> _Instructions for the task_
Read the listing below and copy out each line where the word "boat" occurs.

** Opening Given records block **

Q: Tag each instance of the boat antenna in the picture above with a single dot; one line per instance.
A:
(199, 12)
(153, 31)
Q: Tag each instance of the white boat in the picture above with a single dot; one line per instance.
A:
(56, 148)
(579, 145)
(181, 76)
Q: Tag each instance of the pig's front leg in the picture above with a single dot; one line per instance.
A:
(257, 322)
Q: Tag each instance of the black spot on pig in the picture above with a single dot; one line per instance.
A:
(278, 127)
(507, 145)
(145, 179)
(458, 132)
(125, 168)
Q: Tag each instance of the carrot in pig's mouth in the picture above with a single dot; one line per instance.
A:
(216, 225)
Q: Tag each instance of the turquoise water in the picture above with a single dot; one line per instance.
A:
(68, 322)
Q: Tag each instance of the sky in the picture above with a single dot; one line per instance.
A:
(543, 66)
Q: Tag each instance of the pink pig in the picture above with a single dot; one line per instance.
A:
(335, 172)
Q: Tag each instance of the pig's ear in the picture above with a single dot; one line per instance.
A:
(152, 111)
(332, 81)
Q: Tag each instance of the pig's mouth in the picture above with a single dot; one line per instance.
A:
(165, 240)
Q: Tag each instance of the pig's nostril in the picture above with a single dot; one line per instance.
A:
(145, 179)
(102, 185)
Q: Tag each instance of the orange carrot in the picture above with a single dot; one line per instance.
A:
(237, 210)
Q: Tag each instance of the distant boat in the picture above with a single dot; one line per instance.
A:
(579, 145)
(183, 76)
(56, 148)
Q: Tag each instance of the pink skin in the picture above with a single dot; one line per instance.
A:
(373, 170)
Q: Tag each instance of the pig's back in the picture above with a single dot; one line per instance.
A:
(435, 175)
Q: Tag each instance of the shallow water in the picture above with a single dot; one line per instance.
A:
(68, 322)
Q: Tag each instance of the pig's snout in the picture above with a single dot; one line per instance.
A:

** Closing Given records block **

> _Output of the task_
Q: Tag each instance of the boat antenna in the picture above with a single dot; one line per instance.
Q: Tag each instance of the white boat in the picture above with a single dot; one line per instance.
Q: Tag each instance of the distant boat in the picture above with a single dot; one line per instance.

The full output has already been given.